» **Fragmento seleccionado**:
Había entonces en Jerusalén un hombre llamado Simeón, hombre justo y piadoso, que aguardaba el consuelo de Israel; y el Espíritu Santo estaba con él. Le había sido revelado por el Espíritu Santo que no vería la muerte antes de ver al Mesías del Señor. Impulsado por el Espíritu, fue al templo. Y cuando entraban con el niño Jesús sus padres para cumplir con él lo acostumbrado según la ley, Simeón lo tomó en brazos y bendijo a Dios diciendo:
Su padre y su madre estaban admirados por lo que se decía del niño.
Simeón los bendijo y dijo a María, su madre: «Este ha
sido puesto para que muchos en Israel caigan y se levanten; y será como un
signo de contradicción —y a ti misma una espada te traspasará el alma—,
para que se pongan de manifiesto los pensamientos de muchos corazones».

» **Objetivo planteado 1**: Según el fragmento sobre Simeón, ¿qué le había revelado el Espíritu Santo?
» **Objetivo planteado 2**: Reanuda el fragmento sobre Simeón justo después de su última oración.

» **Entradas de datos**:
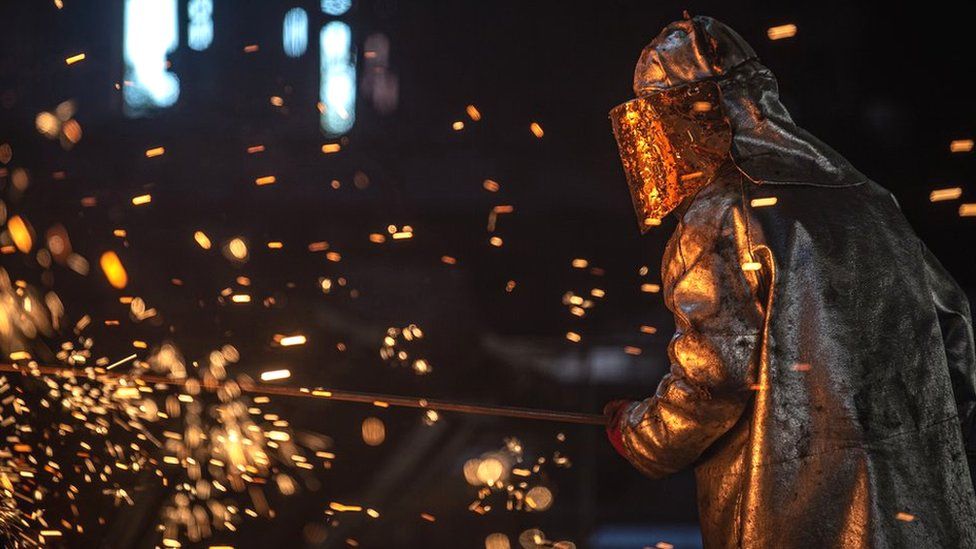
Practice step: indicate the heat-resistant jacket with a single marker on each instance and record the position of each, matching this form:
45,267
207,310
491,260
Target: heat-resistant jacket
823,377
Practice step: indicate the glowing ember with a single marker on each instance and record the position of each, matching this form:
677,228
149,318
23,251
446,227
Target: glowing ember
782,31
939,195
961,145
274,375
20,233
114,271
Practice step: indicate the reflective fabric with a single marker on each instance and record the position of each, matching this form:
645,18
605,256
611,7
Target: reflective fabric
823,375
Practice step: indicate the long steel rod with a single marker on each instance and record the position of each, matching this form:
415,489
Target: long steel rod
376,399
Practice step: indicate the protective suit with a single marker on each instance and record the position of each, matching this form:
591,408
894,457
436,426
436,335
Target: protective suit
823,378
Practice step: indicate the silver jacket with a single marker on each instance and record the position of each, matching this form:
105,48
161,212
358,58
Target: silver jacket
823,378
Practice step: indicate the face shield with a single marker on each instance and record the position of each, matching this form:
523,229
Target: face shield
671,144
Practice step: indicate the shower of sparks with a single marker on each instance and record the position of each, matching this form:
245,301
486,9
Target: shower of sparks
398,348
505,478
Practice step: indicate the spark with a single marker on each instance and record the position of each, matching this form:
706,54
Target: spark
114,271
782,31
939,195
20,233
274,375
122,361
290,341
961,145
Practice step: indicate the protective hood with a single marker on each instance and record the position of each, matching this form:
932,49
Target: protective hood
767,146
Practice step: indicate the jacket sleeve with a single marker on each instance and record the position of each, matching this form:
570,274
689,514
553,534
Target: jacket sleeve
713,287
956,323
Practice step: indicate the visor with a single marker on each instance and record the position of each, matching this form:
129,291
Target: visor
671,144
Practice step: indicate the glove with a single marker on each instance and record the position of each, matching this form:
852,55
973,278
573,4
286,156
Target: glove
614,411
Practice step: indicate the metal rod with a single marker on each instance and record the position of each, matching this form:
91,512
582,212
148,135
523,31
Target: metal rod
376,399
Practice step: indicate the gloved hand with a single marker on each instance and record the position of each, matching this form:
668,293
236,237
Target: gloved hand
614,411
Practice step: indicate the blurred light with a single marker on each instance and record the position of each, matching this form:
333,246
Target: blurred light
497,541
290,341
236,249
272,375
336,7
379,83
294,32
782,31
199,32
114,271
20,233
151,31
539,498
945,194
491,470
202,239
337,90
374,431
961,145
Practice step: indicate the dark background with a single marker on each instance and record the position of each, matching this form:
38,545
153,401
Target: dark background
888,88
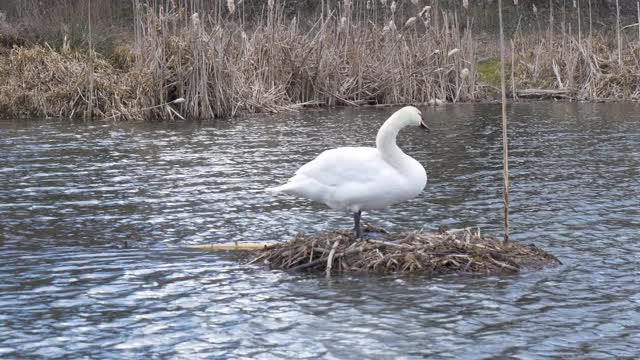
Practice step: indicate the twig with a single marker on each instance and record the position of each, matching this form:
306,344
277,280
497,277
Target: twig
330,257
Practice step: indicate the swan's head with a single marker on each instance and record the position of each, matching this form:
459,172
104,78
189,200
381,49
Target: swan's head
411,116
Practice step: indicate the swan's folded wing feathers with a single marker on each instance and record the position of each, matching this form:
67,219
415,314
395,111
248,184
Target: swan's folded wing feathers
343,165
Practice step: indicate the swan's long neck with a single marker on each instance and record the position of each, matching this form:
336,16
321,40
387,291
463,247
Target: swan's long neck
386,140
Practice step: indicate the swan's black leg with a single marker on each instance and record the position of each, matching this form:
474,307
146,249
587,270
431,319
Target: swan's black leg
357,228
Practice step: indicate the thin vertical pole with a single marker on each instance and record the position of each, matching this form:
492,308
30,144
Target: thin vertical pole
618,32
505,150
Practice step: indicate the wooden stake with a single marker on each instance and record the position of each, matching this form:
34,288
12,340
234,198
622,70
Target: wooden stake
514,92
505,150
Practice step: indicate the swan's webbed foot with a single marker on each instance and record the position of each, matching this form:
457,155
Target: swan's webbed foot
357,229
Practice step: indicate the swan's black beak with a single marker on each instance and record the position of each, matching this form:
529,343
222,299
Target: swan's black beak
423,125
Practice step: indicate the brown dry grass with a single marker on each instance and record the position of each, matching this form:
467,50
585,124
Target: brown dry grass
348,55
460,251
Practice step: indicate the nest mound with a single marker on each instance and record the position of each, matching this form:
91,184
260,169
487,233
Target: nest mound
443,252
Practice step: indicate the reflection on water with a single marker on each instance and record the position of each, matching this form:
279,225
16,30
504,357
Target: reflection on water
73,195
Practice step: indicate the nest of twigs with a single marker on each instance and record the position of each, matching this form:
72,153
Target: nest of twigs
443,252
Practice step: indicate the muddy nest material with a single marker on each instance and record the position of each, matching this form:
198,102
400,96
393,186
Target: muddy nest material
456,251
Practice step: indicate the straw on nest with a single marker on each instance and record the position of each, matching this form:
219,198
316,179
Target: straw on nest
456,251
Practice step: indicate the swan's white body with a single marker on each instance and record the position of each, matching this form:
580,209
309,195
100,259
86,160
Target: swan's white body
362,178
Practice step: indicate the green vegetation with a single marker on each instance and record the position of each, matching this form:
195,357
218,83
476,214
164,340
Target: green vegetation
230,57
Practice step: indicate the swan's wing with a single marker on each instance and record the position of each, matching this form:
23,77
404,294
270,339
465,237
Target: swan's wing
336,167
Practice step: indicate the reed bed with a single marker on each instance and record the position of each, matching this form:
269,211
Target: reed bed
444,252
348,54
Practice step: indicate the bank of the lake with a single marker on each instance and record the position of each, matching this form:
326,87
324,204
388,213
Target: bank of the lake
222,67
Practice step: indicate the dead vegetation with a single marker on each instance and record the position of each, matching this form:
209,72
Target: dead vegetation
444,252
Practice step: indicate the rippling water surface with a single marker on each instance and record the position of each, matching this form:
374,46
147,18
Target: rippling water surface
94,220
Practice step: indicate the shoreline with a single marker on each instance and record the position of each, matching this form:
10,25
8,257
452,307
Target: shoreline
183,66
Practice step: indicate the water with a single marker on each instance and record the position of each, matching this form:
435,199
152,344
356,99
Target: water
94,220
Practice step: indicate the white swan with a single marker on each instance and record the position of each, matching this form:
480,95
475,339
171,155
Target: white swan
363,178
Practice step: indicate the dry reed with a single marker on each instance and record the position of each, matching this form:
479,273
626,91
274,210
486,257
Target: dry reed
456,251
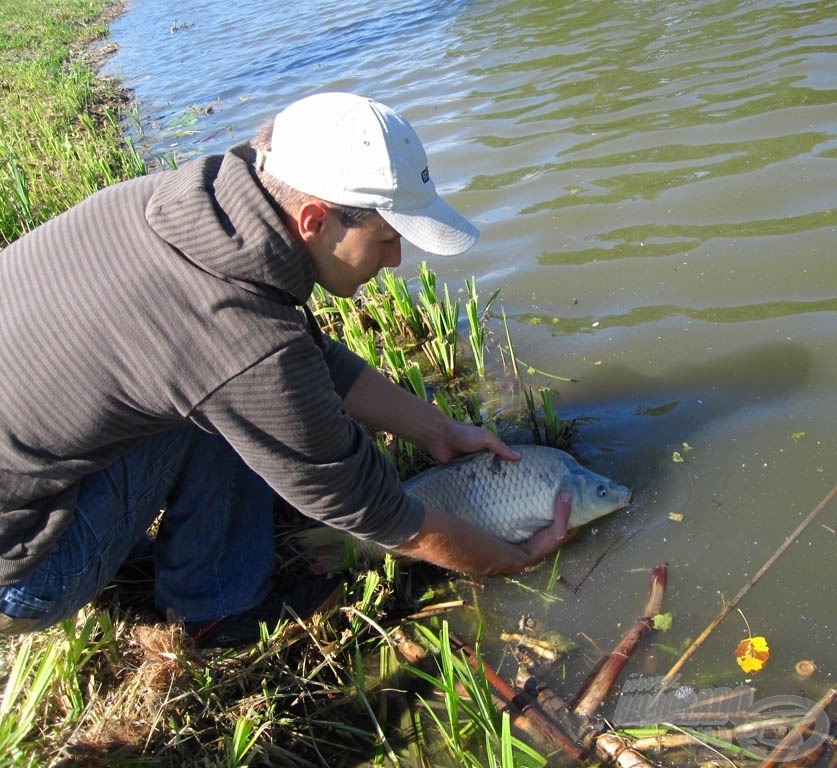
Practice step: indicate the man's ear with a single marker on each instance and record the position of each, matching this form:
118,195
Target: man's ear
311,220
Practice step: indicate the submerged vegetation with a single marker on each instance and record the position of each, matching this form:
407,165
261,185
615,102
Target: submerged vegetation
109,686
377,677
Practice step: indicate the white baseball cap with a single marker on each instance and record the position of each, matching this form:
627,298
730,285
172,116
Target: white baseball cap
350,150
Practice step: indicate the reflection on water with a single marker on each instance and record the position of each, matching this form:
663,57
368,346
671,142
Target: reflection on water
655,186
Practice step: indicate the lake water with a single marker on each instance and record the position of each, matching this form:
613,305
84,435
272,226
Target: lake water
656,186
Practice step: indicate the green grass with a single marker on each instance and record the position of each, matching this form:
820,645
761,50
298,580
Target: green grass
60,139
103,687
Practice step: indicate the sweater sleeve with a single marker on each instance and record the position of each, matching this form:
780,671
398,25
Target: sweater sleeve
285,418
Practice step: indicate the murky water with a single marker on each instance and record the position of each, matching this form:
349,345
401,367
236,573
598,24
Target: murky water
655,185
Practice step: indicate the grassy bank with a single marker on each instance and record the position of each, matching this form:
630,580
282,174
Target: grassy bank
60,138
109,686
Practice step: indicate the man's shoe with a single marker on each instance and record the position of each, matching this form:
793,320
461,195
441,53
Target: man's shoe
306,598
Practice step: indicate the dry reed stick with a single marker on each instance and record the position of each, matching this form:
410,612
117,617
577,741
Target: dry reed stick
596,688
556,737
690,651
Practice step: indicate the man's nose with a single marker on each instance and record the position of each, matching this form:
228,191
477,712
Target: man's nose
392,257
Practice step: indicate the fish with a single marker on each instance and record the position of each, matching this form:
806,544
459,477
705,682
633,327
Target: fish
509,499
513,499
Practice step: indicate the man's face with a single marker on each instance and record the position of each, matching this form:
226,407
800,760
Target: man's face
347,257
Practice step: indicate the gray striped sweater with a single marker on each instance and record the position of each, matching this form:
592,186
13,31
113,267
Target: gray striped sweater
161,301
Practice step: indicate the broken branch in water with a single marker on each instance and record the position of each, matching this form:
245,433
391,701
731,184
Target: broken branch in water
550,730
798,733
598,684
690,651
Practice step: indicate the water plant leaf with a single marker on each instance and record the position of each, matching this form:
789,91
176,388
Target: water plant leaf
663,621
752,654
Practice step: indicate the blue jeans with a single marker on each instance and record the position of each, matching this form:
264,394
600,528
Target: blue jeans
213,553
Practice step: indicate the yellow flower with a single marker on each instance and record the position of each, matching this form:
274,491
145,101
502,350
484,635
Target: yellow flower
752,654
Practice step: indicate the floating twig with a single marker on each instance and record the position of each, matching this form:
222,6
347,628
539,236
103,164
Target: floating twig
690,651
597,686
798,732
550,730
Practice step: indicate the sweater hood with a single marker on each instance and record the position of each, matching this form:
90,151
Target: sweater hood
215,213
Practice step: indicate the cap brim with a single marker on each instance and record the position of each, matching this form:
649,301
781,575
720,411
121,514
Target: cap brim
437,228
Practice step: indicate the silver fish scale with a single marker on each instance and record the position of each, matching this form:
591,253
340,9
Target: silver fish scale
509,499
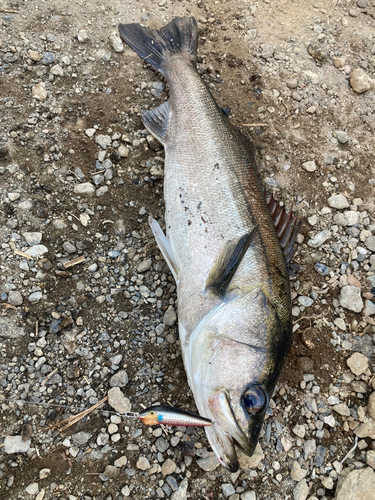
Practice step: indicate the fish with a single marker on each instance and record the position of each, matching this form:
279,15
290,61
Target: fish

» **Respuesta 1**: Que no vería la muerte antes de ver al Mesías del Señor.

» **Respuesta 2**:
Comentario
Simeón vivía
en la esperanza. ¡Qué preciosa virtud! Uno de los más excelsos dones que Dios
nos da cuando nos bautizan. Pone en nuestra alma la capacidad de esperar con
certeza todo lo que necesitamos, porque el Señor nos ama como a hijos muy
queridos. El hombre es un ser de deseos. Mientras vive en la tierra, vive con
el deseo de alcanzar el bien, la felicidad, porque hemos sido creados para
Dios, sumo bien y fuente de felicidad infinita. Vivimos en la esperanza y ella
da alas a la fe y al amor. Por el contrario, quien no pide a Dios que acreciente
la esperanza y no la cultiva, con facilidad cae presa del desánimo y va
hundiéndose en los remolinos de la vida. Una persona sin esperanza vive
confinada en el desamor. Tenemos que ser 'ladrones' de esperanza, robar
pedacitos de cielo, como decía san Josemaría, para aquellos que pasan un mal
momento. Pedir al Señor, con la intercesión de la Virgen, Spes nostra, que
lleve la luz de la esperanza a todos los corazones.
Todos los que
intervienen en la escena van al Templo llevados por Dios: Simeón, movido por el
Espíritu; María y José para cumplir un precepto de Moisés, que es un precepto
divino. Dejar que Dios nos lleve, ir con Él a todas partes y llevarlo a todos:
así cumpliremos nuestra misión en la Tierra y alcanzaremos la dicha del Cielo.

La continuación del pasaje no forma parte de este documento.